*Extracted text*:
That’s true, but I think the problem runs even deeper. Think about it. During his political career, Trump has promoted or endorsed every single nutso right-wing conspiracy theory he’s commented on. He’s even started a few of them. (Remember how Obama was spying on his campaign?) No conspiracy was too out there for him. This is a guy who thinks, or says he thinks, the 2020 election was stolen.
On top of that, he fed the Epstein conspiracists enough table scraps to keep that story humming along, too. He said on the campaign trail that he’d be inclined to make all related government files public. Right-wingers have been hungry to see these alleged files, partly out of genuine rage that men who committed unspeakable crimes are getting away with it; but also, of course, because they all swear that Bill Clinton’s name will be in them in some kind of sickening or possibly illegal context, and a more general conviction that the client list will expose and bring down various corrupt institutions.
But just as this elaborate story came to the big moment of reveal, with a reelected Trump seemingly in position to finally pull back the curtain, he’s shut it all down instead. How could this be? Why would he do such a thing?

*Data for analysis*:
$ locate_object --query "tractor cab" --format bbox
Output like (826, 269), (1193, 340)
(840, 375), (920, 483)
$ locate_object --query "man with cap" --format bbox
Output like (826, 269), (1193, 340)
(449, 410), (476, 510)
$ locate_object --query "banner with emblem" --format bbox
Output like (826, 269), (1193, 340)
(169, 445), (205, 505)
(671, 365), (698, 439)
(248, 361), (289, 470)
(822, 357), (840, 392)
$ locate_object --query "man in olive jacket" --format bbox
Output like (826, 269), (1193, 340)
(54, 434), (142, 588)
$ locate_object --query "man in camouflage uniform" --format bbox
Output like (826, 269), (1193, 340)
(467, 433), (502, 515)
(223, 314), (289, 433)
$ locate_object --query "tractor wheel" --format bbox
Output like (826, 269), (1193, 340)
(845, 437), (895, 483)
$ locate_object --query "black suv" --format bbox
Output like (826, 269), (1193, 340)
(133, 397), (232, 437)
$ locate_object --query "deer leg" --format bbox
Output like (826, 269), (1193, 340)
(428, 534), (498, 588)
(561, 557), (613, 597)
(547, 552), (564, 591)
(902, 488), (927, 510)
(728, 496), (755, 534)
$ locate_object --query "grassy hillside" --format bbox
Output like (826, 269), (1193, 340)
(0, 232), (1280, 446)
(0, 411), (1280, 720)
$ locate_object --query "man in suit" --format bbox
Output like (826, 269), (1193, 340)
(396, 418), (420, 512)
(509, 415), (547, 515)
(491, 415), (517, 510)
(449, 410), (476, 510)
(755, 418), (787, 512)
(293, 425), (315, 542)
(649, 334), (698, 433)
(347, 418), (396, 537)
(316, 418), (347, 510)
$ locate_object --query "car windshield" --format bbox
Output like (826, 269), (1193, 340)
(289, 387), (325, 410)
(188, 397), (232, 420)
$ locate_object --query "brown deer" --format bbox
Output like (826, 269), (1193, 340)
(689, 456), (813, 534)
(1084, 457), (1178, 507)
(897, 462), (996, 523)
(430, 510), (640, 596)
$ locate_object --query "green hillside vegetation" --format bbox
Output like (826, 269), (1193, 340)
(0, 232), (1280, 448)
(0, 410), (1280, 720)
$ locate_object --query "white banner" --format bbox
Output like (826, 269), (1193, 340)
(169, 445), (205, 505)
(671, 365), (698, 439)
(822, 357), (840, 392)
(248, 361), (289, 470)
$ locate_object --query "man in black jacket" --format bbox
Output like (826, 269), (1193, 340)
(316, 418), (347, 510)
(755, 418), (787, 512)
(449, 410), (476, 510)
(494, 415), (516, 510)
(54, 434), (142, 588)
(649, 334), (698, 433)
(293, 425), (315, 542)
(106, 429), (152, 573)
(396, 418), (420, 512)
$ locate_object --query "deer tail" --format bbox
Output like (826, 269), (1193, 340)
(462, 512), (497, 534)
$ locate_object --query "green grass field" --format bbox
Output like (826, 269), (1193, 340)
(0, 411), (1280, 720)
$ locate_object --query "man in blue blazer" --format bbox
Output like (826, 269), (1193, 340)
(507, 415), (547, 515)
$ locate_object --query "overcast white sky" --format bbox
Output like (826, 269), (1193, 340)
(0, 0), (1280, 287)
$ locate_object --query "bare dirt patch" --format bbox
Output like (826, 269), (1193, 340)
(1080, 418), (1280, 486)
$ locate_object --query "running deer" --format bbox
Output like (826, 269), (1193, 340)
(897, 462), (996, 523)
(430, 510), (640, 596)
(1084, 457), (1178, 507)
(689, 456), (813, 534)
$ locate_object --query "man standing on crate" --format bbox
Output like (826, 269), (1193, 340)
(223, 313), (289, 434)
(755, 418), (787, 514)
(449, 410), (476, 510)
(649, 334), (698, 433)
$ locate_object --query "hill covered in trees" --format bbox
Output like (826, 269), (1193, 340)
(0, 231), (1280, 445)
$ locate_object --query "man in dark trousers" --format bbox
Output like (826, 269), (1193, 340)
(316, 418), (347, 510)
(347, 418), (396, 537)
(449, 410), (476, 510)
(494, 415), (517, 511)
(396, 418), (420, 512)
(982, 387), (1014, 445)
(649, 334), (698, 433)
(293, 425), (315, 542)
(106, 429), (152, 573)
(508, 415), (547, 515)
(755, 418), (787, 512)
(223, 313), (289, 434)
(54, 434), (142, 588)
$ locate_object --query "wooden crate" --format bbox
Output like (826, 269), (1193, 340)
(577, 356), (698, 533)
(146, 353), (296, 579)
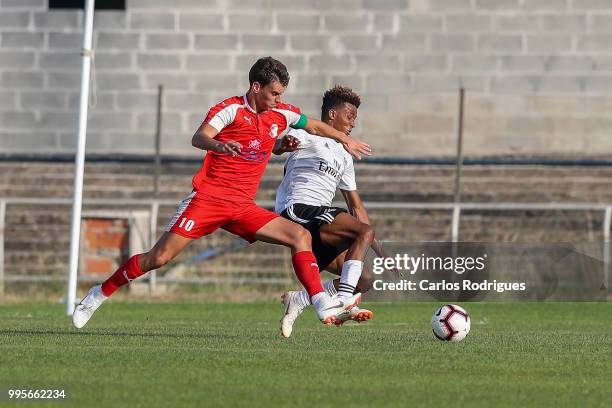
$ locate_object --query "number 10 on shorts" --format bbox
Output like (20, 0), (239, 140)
(179, 217), (195, 231)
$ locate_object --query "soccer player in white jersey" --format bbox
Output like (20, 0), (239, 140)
(273, 85), (384, 337)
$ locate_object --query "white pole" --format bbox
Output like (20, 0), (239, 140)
(66, 0), (95, 315)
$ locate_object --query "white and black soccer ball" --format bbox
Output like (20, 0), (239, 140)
(431, 305), (471, 341)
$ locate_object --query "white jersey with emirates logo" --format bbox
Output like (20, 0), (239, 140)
(275, 129), (357, 213)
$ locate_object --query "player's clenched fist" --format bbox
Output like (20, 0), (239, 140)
(281, 135), (300, 152)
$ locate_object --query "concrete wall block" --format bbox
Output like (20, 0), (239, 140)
(38, 51), (81, 71)
(323, 13), (370, 32)
(136, 113), (185, 135)
(45, 71), (81, 90)
(49, 32), (83, 50)
(68, 90), (117, 112)
(476, 0), (521, 11)
(96, 72), (142, 91)
(337, 34), (379, 52)
(366, 74), (412, 94)
(591, 14), (612, 33)
(37, 111), (79, 130)
(130, 11), (175, 30)
(451, 54), (499, 74)
(310, 55), (352, 73)
(0, 91), (17, 111)
(96, 31), (140, 50)
(117, 92), (157, 112)
(194, 34), (240, 51)
(144, 73), (191, 91)
(87, 112), (132, 132)
(540, 14), (587, 33)
(478, 34), (523, 54)
(58, 129), (107, 152)
(493, 14), (541, 33)
(289, 72), (332, 93)
(0, 112), (37, 129)
(372, 13), (401, 33)
(129, 0), (221, 11)
(430, 34), (475, 52)
(164, 93), (215, 112)
(404, 55), (449, 73)
(445, 14), (491, 33)
(0, 9), (30, 29)
(355, 54), (402, 72)
(382, 34), (427, 54)
(190, 74), (241, 92)
(227, 13), (272, 33)
(0, 50), (34, 69)
(546, 55), (597, 75)
(94, 11), (126, 31)
(500, 55), (548, 73)
(33, 10), (83, 30)
(577, 34), (612, 51)
(536, 75), (585, 94)
(20, 91), (67, 110)
(526, 34), (573, 54)
(276, 12), (322, 33)
(242, 34), (287, 50)
(185, 54), (232, 72)
(584, 75), (612, 95)
(572, 0), (612, 11)
(136, 53), (181, 71)
(2, 0), (47, 10)
(412, 74), (488, 93)
(178, 13), (223, 31)
(0, 131), (57, 152)
(94, 51), (134, 70)
(361, 0), (409, 11)
(490, 75), (538, 94)
(429, 0), (472, 12)
(145, 34), (191, 50)
(0, 31), (45, 48)
(523, 0), (570, 12)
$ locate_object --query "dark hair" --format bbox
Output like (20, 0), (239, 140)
(321, 85), (361, 120)
(249, 57), (289, 86)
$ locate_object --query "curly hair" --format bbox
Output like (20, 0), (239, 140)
(249, 57), (289, 86)
(321, 85), (361, 120)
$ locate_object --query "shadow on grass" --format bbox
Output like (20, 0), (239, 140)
(0, 329), (244, 340)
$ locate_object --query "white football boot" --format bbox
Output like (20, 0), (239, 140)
(314, 293), (361, 325)
(334, 306), (374, 326)
(281, 291), (308, 338)
(72, 285), (108, 329)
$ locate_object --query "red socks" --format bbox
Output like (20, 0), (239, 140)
(102, 255), (144, 296)
(291, 251), (323, 297)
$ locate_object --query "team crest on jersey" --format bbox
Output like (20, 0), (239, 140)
(270, 123), (278, 139)
(247, 139), (261, 150)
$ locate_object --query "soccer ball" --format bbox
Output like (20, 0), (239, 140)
(431, 305), (470, 341)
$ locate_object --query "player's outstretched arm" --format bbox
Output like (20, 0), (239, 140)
(304, 118), (372, 160)
(191, 123), (242, 157)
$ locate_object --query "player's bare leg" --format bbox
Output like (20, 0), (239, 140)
(319, 213), (374, 296)
(72, 232), (193, 329)
(254, 217), (361, 337)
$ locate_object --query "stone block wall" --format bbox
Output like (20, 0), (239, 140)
(0, 0), (612, 157)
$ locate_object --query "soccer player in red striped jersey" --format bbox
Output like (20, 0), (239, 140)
(73, 57), (370, 328)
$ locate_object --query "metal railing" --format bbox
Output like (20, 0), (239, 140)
(0, 197), (612, 294)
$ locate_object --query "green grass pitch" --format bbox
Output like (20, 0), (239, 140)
(0, 301), (612, 408)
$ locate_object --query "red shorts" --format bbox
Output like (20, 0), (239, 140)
(166, 191), (278, 242)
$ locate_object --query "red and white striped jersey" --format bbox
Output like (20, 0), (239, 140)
(192, 96), (306, 202)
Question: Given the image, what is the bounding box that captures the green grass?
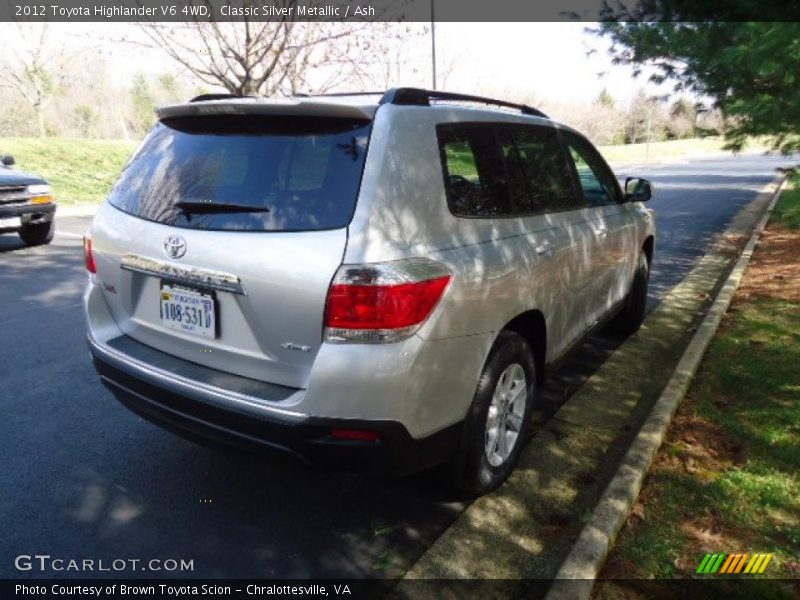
[598,137,767,163]
[0,138,138,204]
[600,184,800,597]
[613,299,800,578]
[772,173,800,229]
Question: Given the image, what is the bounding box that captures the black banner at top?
[0,0,800,23]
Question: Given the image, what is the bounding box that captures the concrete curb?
[545,176,788,600]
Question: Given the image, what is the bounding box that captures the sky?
[0,23,664,104]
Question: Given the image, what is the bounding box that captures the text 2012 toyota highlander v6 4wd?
[85,88,654,493]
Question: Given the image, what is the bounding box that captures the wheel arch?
[502,309,547,384]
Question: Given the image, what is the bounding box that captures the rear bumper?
[0,204,56,232]
[88,335,461,474]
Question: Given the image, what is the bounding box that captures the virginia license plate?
[161,284,217,338]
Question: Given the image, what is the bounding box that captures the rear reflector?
[331,429,381,442]
[325,259,452,343]
[83,236,97,274]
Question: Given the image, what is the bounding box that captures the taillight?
[83,236,97,274]
[325,258,452,343]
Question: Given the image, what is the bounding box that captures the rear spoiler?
[156,97,378,121]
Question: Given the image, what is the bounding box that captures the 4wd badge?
[164,235,186,258]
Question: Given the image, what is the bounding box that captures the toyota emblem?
[164,235,186,258]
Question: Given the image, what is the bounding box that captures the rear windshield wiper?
[175,200,270,214]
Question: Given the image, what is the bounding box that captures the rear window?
[108,115,370,231]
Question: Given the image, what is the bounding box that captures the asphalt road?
[0,156,791,578]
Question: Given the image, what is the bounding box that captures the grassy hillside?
[598,137,767,164]
[0,138,776,204]
[0,138,138,204]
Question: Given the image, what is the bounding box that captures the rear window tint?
[108,115,370,231]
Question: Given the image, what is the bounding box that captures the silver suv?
[85,88,654,493]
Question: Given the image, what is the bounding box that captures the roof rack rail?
[294,90,386,98]
[189,94,253,102]
[380,88,549,119]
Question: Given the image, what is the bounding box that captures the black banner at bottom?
[0,576,800,600]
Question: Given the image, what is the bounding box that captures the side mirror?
[625,177,654,202]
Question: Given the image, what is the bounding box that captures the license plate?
[160,284,217,338]
[0,217,22,229]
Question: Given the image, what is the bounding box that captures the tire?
[451,331,536,495]
[614,250,650,335]
[19,221,56,246]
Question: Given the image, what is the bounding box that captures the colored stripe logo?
[696,552,772,575]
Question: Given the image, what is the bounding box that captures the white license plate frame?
[0,217,22,229]
[158,281,219,339]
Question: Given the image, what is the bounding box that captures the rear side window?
[108,115,370,231]
[437,124,513,217]
[564,132,621,206]
[437,123,581,217]
[511,126,582,212]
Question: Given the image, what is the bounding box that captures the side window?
[436,123,524,217]
[565,132,619,206]
[512,126,582,213]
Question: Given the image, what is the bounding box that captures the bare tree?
[0,23,70,137]
[136,0,406,96]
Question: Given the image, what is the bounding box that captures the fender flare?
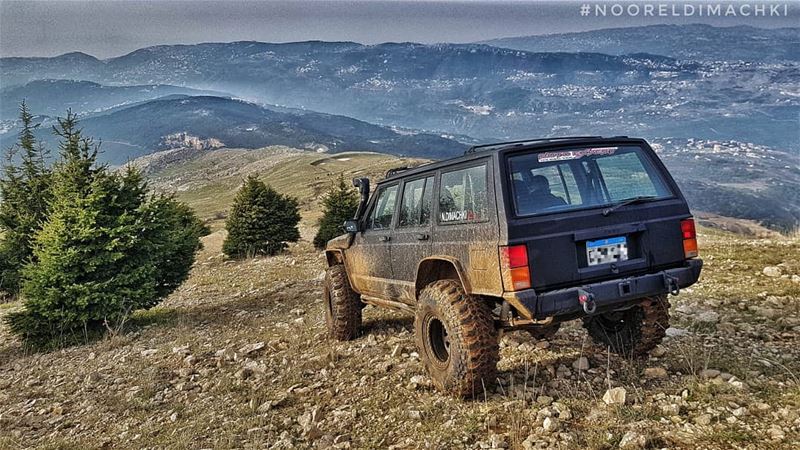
[414,256,472,297]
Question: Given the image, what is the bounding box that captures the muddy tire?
[414,280,500,398]
[525,323,561,341]
[583,295,669,358]
[323,265,361,341]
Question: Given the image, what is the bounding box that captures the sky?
[0,0,800,58]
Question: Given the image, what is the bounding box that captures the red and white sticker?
[539,147,619,162]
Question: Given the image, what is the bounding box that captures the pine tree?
[314,174,358,249]
[222,175,300,258]
[0,102,51,295]
[6,114,204,344]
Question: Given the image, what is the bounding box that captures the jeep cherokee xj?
[324,137,702,396]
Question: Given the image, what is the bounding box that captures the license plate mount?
[586,236,628,266]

*Required work*:
(A) In the passage on Trump and the Epstein files, what did Trump say on the campaign trail that he would be inclined to do?
(B) Quote the passage on Trump and the Epstein files from "That’s true, but" up to and including "election was stolen.".

*Answers for the exercise*:
(A) He said he would be inclined to make all related government files public.

(B)
That’s true, but I think the problem runs even deeper. Think about it. During his political career, Trump has promoted or endorsed every single nutso right-wing conspiracy theory he’s commented on. He’s even started a few of them. (Remember how Obama was spying on his campaign?) No conspiracy was too out there for him. This is a guy who thinks, or says he thinks, the 2020 election was stolen.